╭─ Texto de estudo
Em manifestações recentes (1), José Arthur Giannotti enunciou sua doutrina sobre a vida pública, postulando a amoralidade, a mentira do poderoso, a manipulação das instituições, concebendo a política como guerra e seus atos como saque, vindicando alianças injustificáveis, reduzindo o juízo moral a arma para acuar o adversário. Toda essa teia é perpassada pela concepção de que o positivo, aquilo que é, deve ser. Entretanto, se a política não é uma associação de santos, não resulta que deva ser uma disputa entre malfeitores ou ter vocação para a ditadura. A fala atual de Giannotti anexa, a Maquiavel e Platão já evocados em outros de seus pronunciamentos, uma propaganda de direita, ao modo de Carl Schmitt (1888-1985), como o decisionismo e a antítese amigo-inimigo, reativada pelo jurista na justificação do nazismo.
Urge sair das operações doutrinárias imediatas que manipulam teorias e conceitos políticos para legitimar escândalos, a fim de expor tais ideologias.
Um conhecido adágio grego preconiza beneficiar os amigos e prejudicar os inimigos (2). A crítica a esse preceito vulgar, na literatura grega, perpassa a poesia arcaica, os trágicos, os historiadores, a filosofia. Para examinar esse tema, escolhi a reflexão de Tucídides sobre formas de poder no império ateniense, focalizando os discursos sobre as represálias à revolta de Mitilene, colônia de Atenas. Na primeira deliberação da assembléia, os homens adultos foram condenados à morte, as mulheres e crianças reduzidas à escravidão; em seguida, cogitou-se de rediscutir as condenações. Nesse passo, defrontam-se Cleon e Diodato, cujos discursos coincidem em sustentar o império, mas assumem rumos divergentes: o primeiro preconiza a força e eficácia imediata dos atos, o segundo persegue a prudência e poder persuasivo da palavra.
Cleon é descrito como "o mais violento dos cidadãos e (...) o mais digno de fé junto ao povo" (III, 36, 3). Vitorioso na moção sobre as penas capitais, voltou ele à carga, alertando contra as palavras engenhosas que poderiam enfraquecer a ação repressiva, certo de que sem terror não se sustenta a dominação ateniense. Seu diagnóstico da moderação tendente a atenuar as penas aponta o erro de transpor os usos vigentes na "pólis" para a colônia: se em uma o cotidiano é amistoso, o mesmo não acontece na outra, lugar do inimigo.
╰─
╭─ Dados registrados
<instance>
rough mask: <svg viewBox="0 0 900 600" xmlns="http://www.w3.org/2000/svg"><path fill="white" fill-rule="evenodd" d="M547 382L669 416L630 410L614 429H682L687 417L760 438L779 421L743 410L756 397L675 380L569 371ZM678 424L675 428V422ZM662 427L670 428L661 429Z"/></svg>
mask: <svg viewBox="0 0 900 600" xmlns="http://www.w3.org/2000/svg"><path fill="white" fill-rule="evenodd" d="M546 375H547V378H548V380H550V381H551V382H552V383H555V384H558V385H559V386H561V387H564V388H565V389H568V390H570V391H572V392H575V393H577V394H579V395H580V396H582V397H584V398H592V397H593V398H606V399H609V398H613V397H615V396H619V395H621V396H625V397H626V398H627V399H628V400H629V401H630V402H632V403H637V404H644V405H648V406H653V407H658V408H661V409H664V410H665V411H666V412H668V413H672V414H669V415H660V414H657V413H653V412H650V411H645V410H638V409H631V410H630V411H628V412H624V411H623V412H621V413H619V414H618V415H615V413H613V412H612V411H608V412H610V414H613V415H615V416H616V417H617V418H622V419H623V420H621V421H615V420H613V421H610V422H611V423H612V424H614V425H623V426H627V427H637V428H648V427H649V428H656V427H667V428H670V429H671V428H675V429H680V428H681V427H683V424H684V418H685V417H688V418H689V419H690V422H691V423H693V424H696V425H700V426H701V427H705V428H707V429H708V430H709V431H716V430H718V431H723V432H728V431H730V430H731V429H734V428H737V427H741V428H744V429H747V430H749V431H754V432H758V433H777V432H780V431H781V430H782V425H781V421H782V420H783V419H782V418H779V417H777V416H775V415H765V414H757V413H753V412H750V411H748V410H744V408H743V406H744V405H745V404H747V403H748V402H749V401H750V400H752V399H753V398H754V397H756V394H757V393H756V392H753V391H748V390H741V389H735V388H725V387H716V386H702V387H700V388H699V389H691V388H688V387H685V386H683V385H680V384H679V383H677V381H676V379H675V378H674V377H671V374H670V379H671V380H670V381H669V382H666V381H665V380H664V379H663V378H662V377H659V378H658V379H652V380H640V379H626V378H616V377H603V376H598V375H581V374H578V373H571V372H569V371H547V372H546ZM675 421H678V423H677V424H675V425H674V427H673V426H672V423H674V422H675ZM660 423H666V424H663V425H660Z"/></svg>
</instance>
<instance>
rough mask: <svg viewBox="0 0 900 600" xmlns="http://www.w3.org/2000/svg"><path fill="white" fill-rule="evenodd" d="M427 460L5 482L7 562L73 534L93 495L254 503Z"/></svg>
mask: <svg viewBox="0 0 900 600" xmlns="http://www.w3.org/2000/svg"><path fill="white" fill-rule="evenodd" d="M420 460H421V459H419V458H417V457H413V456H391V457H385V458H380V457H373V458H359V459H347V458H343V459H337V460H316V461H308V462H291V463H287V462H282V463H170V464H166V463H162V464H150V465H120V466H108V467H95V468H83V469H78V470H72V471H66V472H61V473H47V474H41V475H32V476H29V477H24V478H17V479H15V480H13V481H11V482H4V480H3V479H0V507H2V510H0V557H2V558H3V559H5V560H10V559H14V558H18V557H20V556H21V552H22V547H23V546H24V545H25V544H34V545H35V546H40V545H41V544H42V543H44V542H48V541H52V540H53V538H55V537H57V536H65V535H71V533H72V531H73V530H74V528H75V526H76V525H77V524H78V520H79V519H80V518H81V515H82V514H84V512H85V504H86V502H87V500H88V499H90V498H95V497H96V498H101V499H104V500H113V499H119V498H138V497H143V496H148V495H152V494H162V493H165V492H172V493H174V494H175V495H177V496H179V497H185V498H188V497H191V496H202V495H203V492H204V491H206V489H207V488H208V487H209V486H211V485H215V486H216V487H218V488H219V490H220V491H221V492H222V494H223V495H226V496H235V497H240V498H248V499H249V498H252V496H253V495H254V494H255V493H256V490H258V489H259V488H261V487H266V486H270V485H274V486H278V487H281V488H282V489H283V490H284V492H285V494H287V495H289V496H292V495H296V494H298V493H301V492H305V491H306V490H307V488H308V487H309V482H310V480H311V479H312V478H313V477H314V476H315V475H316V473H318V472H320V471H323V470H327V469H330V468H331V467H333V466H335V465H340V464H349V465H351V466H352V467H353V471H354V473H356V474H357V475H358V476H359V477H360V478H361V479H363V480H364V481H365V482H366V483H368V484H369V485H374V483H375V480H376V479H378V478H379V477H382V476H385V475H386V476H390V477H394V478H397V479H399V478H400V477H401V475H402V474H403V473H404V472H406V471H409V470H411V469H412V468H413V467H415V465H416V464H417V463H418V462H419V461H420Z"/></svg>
╰─
### Tarefas a cumprir
**a)** Liste todas as pessoas mencionadas pelo nome no texto de estudo.
**b)** Transcreva do texto de estudo tudo o que vai de "Um conhecido adágio" até "persuasivo da palavra.".
Os registros são um material à parte, sem relação com o texto de estudo.

### Respostas
**a)** José Arthur Giannotti, Maquiavel, Platão, Carl Schmitt, Tucídides, Cleon, Diodato

**b)**
Um conhecido adágio grego preconiza beneficiar os amigos e prejudicar os inimigos (2). A crítica a esse preceito vulgar, na literatura grega, perpassa a poesia arcaica, os trágicos, os historiadores, a filosofia. Para examinar esse tema, escolhi a reflexão de Tucídides sobre formas de poder no império ateniense, focalizando os discursos sobre as represálias à revolta de Mitilene, colônia de Atenas. Na primeira deliberação da assembléia, os homens adultos foram condenados à morte, as mulheres e crianças reduzidas à escravidão; em seguida, cogitou-se de rediscutir as condenações. Nesse passo, defrontam-se Cleon e Diodato, cujos discursos coincidem em sustentar o império, mas assumem rumos divergentes: o primeiro preconiza a força e eficácia imediata dos atos, o segundo persegue a prudência e poder persuasivo da palavra.